▸ Text section:
Though the exercise had been long scheduled and was designed to improve military coordination between allies, it drew far more attention than usual given the deepening civil war across the border in Syria. Many press accounts, particularly on cable news channels like CNN, tried to connect the exercises to Syria’s war. Among the wilder media speculation were claims Eager Lion was a dry-run for an invasion or cover for training Syrian rebels.
Those fanciful accounts are belied by the fact that Eager Lion 2012 was three years in the planning and amounts to an outgrowth of the annual bilateral “Infinite Moonlight” US-Jordan exercise that stretches back to the 1990s.
But war in Syria, or anywhere else in the region, is relevant in the sense that training exercises are about being prepared for an often unpredictable future.
Major General Ken Tovo of the US Special Operations Command, who was in charge of the participating US forces, explained the objective was to “build partnerships and friendships that will allow us to serve successfully together to meet any challenges that our nations ask us to.”
Michael Eisenstadt, director of the Military and Security Studies program at the Washington Institute for Near East Studies, calls the timing of the exercise “a happy coincidence… I suspect they’re trying to get kind of a psychological operations bump by [publicizing] this exercise now; it puts more pressure on the regime in Syria. But this was planned from a long time ago.”
American and Jordanian military officials said Eager Lion is expected to become an annual event in the region. The first Eager Lion, a bilateral exercise between the US and Jordan, took place in the summer of 2011 – when the world’s attention was focused on Egypt, Bahrain, and Yemen, and the fledgling protests in Syria were just another blip on the radar.
Michael Rubin, an adviser on Iraq and Afghanistan to Secretary of defence Donald Rumsfeld from 2002-2004 and now an analyst at the American Enterprise Institute says the exercise is useful as a reminder that the US military presence in the region is still extensive.
“In Washington we can convince ourselves we withdrew [from Iraq] per political agreements, but a lot of the propaganda in the region, especially the Iranian-backed propaganda, suggests we fled in defeat,” Rubin says. “One of the perceptions we’re trying to reverse is the perception among many of the Gulf monarchs, and the king of Jordan, that we dumped Hosni Mubarak way too quickly.”
“What this does is send a signal to many of the GCC states that we’re not simply going to turn our backs on all the monarchs,” Rubin says. And there other long-term concerns: building cooperation between Arab armies, he adds, is an important check against Iran‘s military ambitions, and has been a US goal since the 1980s.

▸ Dataset excerpts:
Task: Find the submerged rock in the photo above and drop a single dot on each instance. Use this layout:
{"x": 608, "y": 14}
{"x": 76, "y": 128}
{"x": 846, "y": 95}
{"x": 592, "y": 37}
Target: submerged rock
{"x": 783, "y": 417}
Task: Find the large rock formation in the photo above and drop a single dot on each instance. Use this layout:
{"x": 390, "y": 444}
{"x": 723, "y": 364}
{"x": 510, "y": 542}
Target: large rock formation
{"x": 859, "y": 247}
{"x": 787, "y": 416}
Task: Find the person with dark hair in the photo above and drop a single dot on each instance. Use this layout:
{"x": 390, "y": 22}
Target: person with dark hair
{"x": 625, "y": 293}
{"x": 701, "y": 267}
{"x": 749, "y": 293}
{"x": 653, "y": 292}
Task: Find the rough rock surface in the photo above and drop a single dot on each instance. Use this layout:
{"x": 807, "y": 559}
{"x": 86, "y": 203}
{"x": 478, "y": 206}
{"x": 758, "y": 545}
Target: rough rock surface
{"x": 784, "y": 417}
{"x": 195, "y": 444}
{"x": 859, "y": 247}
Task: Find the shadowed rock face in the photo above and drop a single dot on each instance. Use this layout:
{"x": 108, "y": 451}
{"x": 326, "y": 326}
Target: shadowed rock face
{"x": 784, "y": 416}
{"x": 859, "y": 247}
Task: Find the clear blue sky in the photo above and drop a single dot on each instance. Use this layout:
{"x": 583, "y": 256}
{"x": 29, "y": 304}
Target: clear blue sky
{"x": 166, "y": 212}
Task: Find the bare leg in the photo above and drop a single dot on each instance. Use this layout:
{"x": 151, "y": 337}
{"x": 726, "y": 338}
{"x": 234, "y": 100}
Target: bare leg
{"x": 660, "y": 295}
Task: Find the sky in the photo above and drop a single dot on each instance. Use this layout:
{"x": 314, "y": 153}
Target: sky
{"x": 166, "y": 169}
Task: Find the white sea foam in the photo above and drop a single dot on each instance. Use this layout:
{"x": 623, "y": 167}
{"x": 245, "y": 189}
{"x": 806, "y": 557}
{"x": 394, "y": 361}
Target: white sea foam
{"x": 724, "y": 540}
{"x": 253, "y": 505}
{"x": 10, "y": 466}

▸ Tasks for this exercise:
A. Output the passage of the Eager Lion article between "Michael Eisenstadt, director" and "on the radar.", inclusive.
B. Which people are named in the article on the Eager Lion exercise? List each one.
C. Take the article about the Eager Lion exercise further, picking up after its last sentence.

▸ Response list:
A.
Michael Eisenstadt, director of the Military and Security Studies program at the Washington Institute for Near East Studies, calls the timing of the exercise “a happy coincidence… I suspect they’re trying to get kind of a psychological operations bump by [publicizing] this exercise now; it puts more pressure on the regime in Syria. But this was planned from a long time ago.”
American and Jordanian military officials said Eager Lion is expected to become an annual event in the region. The first Eager Lion, a bilateral exercise between the US and Jordan, took place in the summer of 2011 – when the world’s attention was focused on Egypt, Bahrain, and Yemen, and the fledgling protests in Syria were just another blip on the radar.

B.
Ken Tovo
Michael Eisenstadt
Michael Rubin
Donald Rumsfeld
Hosni Mubarak

C.
A very special operation
Mr. Eisenstadt points out that while the exercise included all branches of America’s armed forces, it had a particular emphasis on Special Operations Forces (SOF) one of the reasons that a Special Operations Command general was chosen to head the event.
“Admiral [William] McRaven, [the head of America’s special forces], has talked about building this global SOF alliance. This is part of his vision,” says Eisenstadt. Admiral McRaven told the Senate Armed Services Committee in March that America is now fighting “insurgents, transnational terrorists, [and] criminal organisations” and said special operations forces will bear much of the burden of that fight.
Eisenstadt agrees. “That’s one of the lessons we learned in Iraq and Afghanistan: The value of conducting these intense campaigns against violent extremist networks. You can constantly conduct night raids, every night, over the span of months and years, and you constantly [deplete] their leadership cadre and their bomb-building cadre.”
Special operations, he said, is one of the few areas of the US military that is slated to grow in the coming years. It’s been frequently reported in the past decade that between 70 and 80 per cent of America’s deployed special operations forces are in Iraq, Afghanistan, or in the greater Middle East. But there is need for them around the world, Eisenstadt says. He points to Uganda, where US SOF are helping local military in the hunt for Joseph Kony.
The Monitor got a glimpse of Eager Lion in Jordan’s southern desert, where Jordanian and US soldiers worked with the UN refugee agency, UNHCR, the Jordanian Red Crescent, and Jordan’s police and civil defence to simulate a camp for people displaced by fighting.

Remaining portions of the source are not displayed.